> **What to work on**:
Please output the entries below from the line that contains "Target: carved stone ornament" through the final line, reproduced exactly and alone.

— START OF Dataset —

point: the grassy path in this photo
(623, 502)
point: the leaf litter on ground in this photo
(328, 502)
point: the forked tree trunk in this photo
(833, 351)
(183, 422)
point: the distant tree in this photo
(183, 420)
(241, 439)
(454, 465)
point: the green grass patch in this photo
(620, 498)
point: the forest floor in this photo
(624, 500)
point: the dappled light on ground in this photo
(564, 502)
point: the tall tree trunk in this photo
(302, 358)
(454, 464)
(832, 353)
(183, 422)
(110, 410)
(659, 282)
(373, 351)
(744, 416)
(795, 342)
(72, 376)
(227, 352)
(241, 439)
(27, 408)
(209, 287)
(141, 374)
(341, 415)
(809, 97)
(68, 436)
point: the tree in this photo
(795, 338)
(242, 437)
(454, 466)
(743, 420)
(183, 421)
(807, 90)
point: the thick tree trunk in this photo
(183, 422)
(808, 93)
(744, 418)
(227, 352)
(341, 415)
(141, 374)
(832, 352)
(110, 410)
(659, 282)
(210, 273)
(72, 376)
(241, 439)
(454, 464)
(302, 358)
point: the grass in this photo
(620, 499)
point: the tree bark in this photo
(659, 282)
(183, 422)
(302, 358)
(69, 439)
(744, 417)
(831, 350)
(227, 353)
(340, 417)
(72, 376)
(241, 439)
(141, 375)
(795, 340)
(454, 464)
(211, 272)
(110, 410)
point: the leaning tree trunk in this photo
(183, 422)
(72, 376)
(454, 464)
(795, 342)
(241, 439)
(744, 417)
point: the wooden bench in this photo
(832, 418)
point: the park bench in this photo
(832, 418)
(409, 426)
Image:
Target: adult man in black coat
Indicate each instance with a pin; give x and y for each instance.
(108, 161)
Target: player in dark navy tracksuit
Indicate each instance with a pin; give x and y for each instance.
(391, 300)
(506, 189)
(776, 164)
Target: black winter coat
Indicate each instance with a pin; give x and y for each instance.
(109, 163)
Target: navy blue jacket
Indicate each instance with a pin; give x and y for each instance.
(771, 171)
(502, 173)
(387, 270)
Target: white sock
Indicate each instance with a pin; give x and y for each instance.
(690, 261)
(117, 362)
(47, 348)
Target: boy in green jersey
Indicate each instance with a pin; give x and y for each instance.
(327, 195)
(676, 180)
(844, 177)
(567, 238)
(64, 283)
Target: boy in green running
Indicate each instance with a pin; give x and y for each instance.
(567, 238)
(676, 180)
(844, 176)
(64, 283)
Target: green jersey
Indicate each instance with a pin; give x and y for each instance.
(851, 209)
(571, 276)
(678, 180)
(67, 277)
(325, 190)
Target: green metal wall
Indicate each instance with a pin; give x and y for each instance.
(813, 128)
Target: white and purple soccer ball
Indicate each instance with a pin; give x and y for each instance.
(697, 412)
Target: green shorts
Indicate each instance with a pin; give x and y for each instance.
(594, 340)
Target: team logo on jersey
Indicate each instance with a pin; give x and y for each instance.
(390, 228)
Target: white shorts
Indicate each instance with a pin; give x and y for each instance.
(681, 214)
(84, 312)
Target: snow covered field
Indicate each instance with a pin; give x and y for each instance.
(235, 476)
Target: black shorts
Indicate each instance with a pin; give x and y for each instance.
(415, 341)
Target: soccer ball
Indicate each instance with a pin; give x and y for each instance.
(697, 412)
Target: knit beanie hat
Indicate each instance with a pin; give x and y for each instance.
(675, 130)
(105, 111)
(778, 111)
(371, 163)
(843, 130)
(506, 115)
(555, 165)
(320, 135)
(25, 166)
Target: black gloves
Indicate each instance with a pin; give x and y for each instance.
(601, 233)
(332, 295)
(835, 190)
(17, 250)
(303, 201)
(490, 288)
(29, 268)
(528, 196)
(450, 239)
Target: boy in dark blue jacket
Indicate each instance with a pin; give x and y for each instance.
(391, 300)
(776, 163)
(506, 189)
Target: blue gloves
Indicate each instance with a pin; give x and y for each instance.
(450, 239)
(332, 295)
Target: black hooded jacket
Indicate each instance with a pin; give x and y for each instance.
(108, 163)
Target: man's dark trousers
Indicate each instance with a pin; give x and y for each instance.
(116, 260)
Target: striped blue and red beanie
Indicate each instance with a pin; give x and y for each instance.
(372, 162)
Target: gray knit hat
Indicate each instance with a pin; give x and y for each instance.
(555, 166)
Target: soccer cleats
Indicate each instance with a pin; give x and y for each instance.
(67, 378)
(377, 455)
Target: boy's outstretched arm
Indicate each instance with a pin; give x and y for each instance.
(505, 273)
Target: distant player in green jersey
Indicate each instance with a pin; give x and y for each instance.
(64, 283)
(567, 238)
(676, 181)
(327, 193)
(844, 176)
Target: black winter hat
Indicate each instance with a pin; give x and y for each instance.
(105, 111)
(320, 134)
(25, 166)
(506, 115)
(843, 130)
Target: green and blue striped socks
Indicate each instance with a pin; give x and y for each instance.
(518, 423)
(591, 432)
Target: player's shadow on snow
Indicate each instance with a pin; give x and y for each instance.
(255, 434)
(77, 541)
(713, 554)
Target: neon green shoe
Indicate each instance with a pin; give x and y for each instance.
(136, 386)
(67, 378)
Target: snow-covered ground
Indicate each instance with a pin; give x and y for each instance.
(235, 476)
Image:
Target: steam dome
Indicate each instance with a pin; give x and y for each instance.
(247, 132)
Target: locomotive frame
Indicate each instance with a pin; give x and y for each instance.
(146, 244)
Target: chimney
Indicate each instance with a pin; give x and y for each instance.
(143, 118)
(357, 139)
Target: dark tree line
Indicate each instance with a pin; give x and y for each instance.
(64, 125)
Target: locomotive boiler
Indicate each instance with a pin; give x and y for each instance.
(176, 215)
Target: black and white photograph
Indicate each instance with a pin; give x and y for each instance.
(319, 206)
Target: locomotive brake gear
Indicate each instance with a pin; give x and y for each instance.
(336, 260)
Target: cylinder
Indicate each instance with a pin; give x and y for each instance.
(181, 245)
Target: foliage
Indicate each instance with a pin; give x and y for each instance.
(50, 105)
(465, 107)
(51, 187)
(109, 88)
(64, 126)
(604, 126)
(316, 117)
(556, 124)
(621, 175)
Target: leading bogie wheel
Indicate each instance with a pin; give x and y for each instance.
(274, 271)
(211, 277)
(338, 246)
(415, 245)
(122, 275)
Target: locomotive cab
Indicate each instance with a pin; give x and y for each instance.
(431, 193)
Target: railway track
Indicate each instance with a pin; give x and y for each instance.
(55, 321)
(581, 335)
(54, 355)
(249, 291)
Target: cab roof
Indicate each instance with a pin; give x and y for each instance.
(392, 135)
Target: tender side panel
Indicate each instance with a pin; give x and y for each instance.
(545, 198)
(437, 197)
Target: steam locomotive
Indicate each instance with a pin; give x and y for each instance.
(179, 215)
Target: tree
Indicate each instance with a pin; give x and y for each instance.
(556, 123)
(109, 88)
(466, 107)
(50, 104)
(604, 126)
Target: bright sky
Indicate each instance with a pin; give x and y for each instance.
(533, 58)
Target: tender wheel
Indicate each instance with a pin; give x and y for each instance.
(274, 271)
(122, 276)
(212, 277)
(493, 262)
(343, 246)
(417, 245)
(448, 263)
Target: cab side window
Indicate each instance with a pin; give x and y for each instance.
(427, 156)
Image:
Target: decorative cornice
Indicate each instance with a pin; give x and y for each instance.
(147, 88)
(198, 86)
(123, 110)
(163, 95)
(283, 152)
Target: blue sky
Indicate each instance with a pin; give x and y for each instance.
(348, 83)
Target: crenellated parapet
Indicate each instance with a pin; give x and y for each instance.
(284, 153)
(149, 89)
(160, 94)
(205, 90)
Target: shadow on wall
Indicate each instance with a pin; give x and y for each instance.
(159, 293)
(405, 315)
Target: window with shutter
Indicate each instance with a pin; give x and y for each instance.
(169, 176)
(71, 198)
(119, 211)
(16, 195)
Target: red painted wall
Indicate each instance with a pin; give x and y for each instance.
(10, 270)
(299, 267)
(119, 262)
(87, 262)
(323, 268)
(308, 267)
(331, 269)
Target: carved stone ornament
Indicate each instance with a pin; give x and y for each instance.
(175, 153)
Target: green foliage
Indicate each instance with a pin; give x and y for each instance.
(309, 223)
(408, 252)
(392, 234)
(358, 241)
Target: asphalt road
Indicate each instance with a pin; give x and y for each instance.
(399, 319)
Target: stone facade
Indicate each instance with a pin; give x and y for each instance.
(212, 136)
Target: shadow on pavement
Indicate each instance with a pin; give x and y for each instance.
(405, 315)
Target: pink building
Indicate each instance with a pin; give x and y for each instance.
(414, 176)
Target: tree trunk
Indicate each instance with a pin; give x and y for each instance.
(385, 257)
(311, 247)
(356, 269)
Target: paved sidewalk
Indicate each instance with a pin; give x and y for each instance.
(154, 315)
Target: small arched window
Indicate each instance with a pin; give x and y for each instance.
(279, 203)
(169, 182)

— END OF Dataset —

> **Solution below**:
Target: carved stone ornament
Indicate each instance with a pin; give x and y for each instance.
(175, 153)
Target: green foliage
Indicate each instance with a pin; give x and y for each instance.
(309, 223)
(408, 252)
(392, 234)
(358, 241)
Target: asphalt road
Indicate each instance with a pin; give x and y for each instance.
(399, 319)
Target: stone facade
Indicate each instance with a pin; give x and y for each instance.
(212, 136)
Target: shadow on pavement
Indicate each instance with a pin; give x and y for each instance.
(405, 315)
Target: pink building
Indicate each instance with a pin; give x and y for each instance.
(414, 176)
Target: tree trunk
Indicate each instance with a pin; give x and y for each instance.
(385, 257)
(311, 247)
(356, 269)
Target: paved sidewalk
Indicate each instance with a pin; give x and y for each instance.
(154, 315)
Target: small arched window
Indicate each instance with a pin; give x and y for each instance.
(279, 203)
(169, 182)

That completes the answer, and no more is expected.